**Задание 1:**
Ответьте на вопросы по статье о художнике Георгии Поплавском:
(а) Как называется выставка, открывшаяся в Санкт-Петербурге?
(б) Что художник брал с собой в поездки?
(в) Из чего затем рождались его живописные и графические циклы?
**Задание 2:** Продолжите статью о художнике Георгии Поплавском, начав сразу после её последнего предложения.

**Фрагмент статьи:**
================================

Неуемный, неугомонный, но классик

Как художник Георгий Поплавский по миру путешествовал

Как Георгий Поплавский по миру путешествовал, как едва матросом-уборщиком не стал и на чем в Вене «прокололся»

На этой неделе в Санкт-Петербурге открылась выставка «Исцеление реализмом. Белорусская современная классика». Одним из первых мастеров, чьи живописные, акварельные, графические работы представлены в зале Смольного собора, стал народный художник Беларуси, действительный член Национальной академии наук Беларуси и Российской академии художеств, лауреат Государственной и многих международных премий Георгий Поплавский (на снимке вверху).

Накануне его отъезда в северную российскую столицу «Р» заглянула в мастерскую художника. Чемоданное настроение легко задало тему беседы – путешествия. А дорог, дальних и близких, в жизни Георгия Георгиевича было немало. Он и по сей день уверен, что художник должен быть неуемным. С этюдником на плече, с блокнотом и планшетом в рюкзаке объехал полмира: от Белого моря до Средней Азии и Дальнего Востока, от Исландии до Индонезии. Бывал в Финляндии, Австралии, Эфиопии, Китае, Сирии, Индии, Пакистане, Кубе, Монголии…

Каждое из таких путешествий – это сотни эскизов, набросков, зарисовок, из которых затем рождались его знаменитые живописные и графические циклы. Каждое такое путешествие – это новые, яркие впечатления, встречи с интересными людьми и незабываемые истории, которые художник с удовольствием вспоминает до сих пор.

================================

**Исходные строки:**

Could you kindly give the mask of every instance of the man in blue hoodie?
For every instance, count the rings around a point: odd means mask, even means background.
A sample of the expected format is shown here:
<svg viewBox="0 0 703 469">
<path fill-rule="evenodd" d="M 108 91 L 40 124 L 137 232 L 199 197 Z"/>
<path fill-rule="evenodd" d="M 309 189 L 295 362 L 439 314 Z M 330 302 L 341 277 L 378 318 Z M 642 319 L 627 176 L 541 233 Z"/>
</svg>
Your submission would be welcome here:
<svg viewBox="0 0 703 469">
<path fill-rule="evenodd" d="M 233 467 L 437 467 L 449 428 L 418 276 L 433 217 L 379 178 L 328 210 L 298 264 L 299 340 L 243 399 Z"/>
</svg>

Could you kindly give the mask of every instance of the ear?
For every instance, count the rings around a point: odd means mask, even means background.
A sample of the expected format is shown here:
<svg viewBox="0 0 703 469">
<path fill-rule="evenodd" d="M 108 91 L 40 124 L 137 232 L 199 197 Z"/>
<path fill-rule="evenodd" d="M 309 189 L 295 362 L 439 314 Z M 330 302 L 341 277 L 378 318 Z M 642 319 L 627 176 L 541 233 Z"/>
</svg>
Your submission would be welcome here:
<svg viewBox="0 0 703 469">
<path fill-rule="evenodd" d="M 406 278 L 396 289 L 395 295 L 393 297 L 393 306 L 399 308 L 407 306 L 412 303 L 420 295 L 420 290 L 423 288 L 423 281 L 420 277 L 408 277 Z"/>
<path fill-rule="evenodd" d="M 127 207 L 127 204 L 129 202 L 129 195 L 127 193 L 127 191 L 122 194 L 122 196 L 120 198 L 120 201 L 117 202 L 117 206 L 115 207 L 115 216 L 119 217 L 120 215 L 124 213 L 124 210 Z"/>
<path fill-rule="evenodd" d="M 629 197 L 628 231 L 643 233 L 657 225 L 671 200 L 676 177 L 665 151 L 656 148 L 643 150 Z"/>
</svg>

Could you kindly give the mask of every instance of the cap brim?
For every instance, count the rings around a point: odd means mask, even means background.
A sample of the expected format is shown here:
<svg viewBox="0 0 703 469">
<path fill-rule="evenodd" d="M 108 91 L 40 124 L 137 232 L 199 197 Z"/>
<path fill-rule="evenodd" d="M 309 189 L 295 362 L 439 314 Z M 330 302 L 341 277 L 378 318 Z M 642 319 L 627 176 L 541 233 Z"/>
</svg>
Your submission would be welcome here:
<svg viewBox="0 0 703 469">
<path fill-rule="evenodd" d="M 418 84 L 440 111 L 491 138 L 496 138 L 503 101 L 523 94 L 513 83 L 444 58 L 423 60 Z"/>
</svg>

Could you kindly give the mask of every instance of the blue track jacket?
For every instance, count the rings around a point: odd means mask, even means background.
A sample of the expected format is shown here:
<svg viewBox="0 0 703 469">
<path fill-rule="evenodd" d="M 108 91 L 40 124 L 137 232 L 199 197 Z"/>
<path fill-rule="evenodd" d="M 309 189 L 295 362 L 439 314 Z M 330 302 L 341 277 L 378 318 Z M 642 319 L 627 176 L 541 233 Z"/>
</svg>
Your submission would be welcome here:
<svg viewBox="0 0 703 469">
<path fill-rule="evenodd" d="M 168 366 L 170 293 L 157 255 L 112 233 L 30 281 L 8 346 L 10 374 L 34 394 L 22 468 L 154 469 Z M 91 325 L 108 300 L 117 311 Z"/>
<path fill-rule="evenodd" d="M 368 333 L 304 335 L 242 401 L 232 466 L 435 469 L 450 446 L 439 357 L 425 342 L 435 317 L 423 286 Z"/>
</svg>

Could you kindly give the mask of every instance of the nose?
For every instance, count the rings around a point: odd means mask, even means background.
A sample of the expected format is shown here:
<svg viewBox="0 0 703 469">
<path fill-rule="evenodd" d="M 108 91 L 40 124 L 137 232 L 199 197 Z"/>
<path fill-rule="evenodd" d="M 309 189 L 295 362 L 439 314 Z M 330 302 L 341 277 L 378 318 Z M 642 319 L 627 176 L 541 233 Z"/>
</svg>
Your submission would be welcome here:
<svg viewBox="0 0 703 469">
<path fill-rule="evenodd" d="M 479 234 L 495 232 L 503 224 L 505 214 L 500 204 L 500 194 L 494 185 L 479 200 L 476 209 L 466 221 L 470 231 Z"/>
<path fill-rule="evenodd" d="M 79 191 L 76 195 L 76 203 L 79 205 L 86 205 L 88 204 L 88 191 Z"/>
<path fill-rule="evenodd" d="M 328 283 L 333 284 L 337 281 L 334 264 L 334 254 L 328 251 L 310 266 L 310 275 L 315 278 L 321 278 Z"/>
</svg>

================================

**Ответ 1:**
(а) «Исцеление реализмом. Белорусская современная классика».
(б) Этюдник на плече, блокнот и планшет в рюкзаке.
(в) Из сотен эскизов, набросков и зарисовок, сделанных в путешествиях.

**Ответ 2:**
Сама Рамбеза звонила!

В середине 60-х окрыленный романтикой дальних странствий Поплавский задумал отправиться к берегам Антарктиды со знаменитой тогда китобойной флотилией «Юрий Долгорукий». Союз художников СССР идею поддержал, и художник взялся оформлять документы в далекий поход. Пока собрал все необходимые для такого путешествия справки, пока дождался разрешительной визы, прошло девять месяцев. В результате, когда новоиспеченный мореход прибыл к месту отправки судна в Калининград, флотилия уже ушла на промысел.

Как раз в то время в рейс готовился рыболовный траулер. На него и предложили переоформиться художнику. Маршрут был не менее привлекательный: Северная Атлантика, Ньюфаундленд и Лабрадор, заход на Кубу. Поплавский, конечно же, согласился.

— Прибываю на борт, как положено, за пять суток до отхода судна. А боцман на меня с матюками: «Где ты, такую твою, шляешься?! Груз твой пришел, принимай!» Я думаю, странно, какой груз, все мои вещи и этюдники в камере хранения. А боцман мне показывает на метлы, тряпки, бочки с хлоркой. Оказалось, в штатном расписании я числюсь матросом-уборщиком. Пытаюсь объяснить, что я художник, из Минска, быт рыбаков запечатлевать буду. А мне в ответ опять матом, мол, какой еще художник, видали мы таких художников, — вспоминает Георгий Поплавский.

В общем решать должностной вопрос отправили матроса-уборщика на берег, в отдел кадров. Но тот, не долго думая, махнул сразу к начальнику порта. Должность эту занимала дама по фамилии Рамбеза (эту необычную фамилию художник до сих пор помнит), и поначалу заподозрила она неладное: уж не потому ли мужику срочно и позарез в дальний рейс надо, что в бегах он от жены и алиментов? Долго объясняться Поплавскому пришлось – кто, откуда, да почему. Но разобрались, слава Богу.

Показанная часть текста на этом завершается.